● **Assignment**: Please check each statement against the passage on the follow-up album to Lonerism and answer yes or no, quoting the deciding words: (a) Innerspeaker was recorded at the Wave House in Western Australia; (b) in May 2013, Parker said that doing another album excited him; (c) AAA Aardvark Getdown Services is a disco-funk band.

It is believed that Parker started recording the follow-up album to Lonerism at the beginning of 2014, due to various Instagram posts that showed recording taking place at the Wave House in Western Australia, where Innerspeaker was recorded. Prior to this, Parker had been touring with Tame Impala and working on other musical projects, including his disco-funk band, AAA Aardvark Getdown Services. Parker said in May 2013:

Right now, doing another album doesn't excite me. There's something narrow-minded about thinking an album is the only way you can put out music, especially in the world we're in at the moment. Anything is possible. There's so many people doing interesting things with the internet and technology, there could be so many ways of making music and listening to it. It's 2013 and you can make music anywhere... There are so many possibilities, my brain is overloading on them all. I just need to wait, think about things a bit more. Then I'll know what to do next.

● **Recorded data**:
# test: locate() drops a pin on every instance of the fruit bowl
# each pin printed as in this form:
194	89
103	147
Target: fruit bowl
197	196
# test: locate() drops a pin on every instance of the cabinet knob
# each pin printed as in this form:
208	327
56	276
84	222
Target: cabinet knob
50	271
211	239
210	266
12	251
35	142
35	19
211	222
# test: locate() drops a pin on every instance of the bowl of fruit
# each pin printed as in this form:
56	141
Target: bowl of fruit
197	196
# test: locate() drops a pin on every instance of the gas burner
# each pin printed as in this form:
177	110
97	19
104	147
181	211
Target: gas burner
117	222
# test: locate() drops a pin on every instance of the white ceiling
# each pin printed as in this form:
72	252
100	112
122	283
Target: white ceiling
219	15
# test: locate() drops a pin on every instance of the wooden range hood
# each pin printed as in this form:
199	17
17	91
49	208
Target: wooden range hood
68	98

● **Exercise response**:
(a) Yes: "at the Wave House in Western Australia, where Innerspeaker was recorded"
(b) No: "Right now, doing another album doesn't excite me."
(c) Yes: "his disco-funk band, AAA Aardvark Getdown Services"